--- start of Data supplied ---

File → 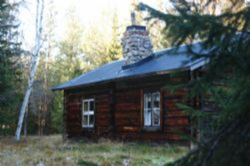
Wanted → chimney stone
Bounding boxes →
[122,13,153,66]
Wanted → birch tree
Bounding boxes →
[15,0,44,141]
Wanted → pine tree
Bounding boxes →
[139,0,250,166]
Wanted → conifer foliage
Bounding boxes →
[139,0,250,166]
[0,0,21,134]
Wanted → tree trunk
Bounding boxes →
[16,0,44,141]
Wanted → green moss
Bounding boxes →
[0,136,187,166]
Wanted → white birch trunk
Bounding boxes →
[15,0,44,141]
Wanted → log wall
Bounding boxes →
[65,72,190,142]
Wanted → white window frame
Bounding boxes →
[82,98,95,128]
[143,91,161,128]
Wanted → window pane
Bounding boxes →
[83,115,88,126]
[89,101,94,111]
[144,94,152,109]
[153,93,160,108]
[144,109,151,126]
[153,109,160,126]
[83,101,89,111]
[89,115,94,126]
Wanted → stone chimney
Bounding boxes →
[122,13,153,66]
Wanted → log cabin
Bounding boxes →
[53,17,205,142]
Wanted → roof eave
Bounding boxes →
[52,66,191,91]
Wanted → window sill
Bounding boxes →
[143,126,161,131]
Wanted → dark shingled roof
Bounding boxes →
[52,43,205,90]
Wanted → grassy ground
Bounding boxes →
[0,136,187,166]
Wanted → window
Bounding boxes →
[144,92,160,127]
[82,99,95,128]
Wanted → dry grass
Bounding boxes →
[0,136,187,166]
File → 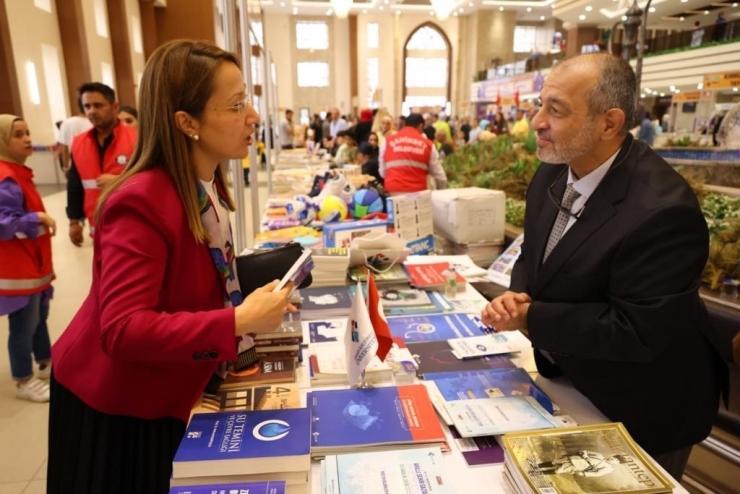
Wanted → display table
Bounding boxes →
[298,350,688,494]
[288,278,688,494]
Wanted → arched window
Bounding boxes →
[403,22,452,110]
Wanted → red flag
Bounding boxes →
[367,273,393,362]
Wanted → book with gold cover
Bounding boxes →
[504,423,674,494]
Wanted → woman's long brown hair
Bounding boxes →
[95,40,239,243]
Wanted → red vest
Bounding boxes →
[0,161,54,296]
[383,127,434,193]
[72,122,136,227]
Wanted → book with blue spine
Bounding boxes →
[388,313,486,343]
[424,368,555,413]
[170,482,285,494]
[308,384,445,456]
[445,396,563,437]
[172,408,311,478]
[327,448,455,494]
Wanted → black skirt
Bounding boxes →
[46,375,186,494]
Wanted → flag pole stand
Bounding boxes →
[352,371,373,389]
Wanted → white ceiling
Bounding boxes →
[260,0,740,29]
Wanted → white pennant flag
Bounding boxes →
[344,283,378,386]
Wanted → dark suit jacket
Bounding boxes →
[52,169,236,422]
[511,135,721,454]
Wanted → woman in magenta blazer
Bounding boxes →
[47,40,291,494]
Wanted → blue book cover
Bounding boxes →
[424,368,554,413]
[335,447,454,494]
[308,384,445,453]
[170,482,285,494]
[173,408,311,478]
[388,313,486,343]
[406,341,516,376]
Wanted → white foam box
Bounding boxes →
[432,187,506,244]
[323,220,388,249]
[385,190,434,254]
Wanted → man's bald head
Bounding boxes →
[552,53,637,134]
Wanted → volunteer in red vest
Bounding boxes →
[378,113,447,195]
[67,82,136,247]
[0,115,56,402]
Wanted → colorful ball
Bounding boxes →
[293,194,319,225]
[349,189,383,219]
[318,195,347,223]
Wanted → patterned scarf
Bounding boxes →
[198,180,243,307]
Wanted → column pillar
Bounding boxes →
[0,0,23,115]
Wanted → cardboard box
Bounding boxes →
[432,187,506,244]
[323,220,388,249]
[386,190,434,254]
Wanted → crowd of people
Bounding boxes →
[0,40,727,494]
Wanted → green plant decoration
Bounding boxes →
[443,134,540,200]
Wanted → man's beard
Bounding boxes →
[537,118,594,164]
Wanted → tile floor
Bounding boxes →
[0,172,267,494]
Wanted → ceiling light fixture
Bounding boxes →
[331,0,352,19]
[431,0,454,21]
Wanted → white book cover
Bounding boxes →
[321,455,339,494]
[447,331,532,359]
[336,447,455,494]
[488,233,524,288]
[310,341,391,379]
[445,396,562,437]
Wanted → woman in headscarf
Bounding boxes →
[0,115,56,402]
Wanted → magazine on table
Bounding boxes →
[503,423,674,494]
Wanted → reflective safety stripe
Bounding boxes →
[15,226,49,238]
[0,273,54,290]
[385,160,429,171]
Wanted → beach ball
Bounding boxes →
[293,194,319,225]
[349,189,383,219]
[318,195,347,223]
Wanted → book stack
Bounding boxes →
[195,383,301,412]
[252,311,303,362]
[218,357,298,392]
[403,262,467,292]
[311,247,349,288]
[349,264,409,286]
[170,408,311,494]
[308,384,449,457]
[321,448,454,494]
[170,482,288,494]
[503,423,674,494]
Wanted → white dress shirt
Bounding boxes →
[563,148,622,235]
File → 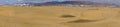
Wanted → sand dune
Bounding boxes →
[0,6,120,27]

--- end of Data supplied ---

- [Objective]:
Copy the records starting at the line that contains "Wanted → white birch trunk" and ending at the line that contains "[367,273,393,362]", substituting "casement" for every occurrence of "window" and leaving everything else unchanged. Omit the pictures from your answer.

- [Answer to this problem]:
Wanted → white birch trunk
Bounding boxes →
[15,0,44,141]
Wanted → log wall
Bounding boxes →
[65,72,190,142]
Wanted → white casement frame
Bounding boxes →
[82,98,95,128]
[143,91,161,128]
Wanted → casement pane
Bounding boxes →
[83,115,88,126]
[89,101,94,111]
[144,94,152,109]
[153,93,160,108]
[144,109,151,126]
[153,109,160,126]
[83,101,89,111]
[89,115,94,126]
Wanted → stone chimney
Bounding boxes →
[122,13,153,66]
Wanted → log cabin
Bounding boxes →
[53,17,205,142]
Wanted → roof eave
Bounding boxes →
[52,66,191,91]
Wanted → casement sill
Bounding boxes →
[143,126,161,131]
Wanted → dark shingled roof
Bounding boxes →
[52,43,205,90]
Wanted → grassy ground
Bounding boxes →
[0,136,187,166]
Wanted → casement
Bounding boxes →
[144,92,160,127]
[82,99,95,128]
Wanted → dry grass
Bounding boxes →
[0,136,187,166]
File → 
Wanted → display table
Bounding boxes →
[298,350,688,494]
[288,278,688,494]
Wanted → arched casement
Bounding boxes →
[403,22,452,110]
Wanted → red flag
Bounding boxes →
[367,273,393,362]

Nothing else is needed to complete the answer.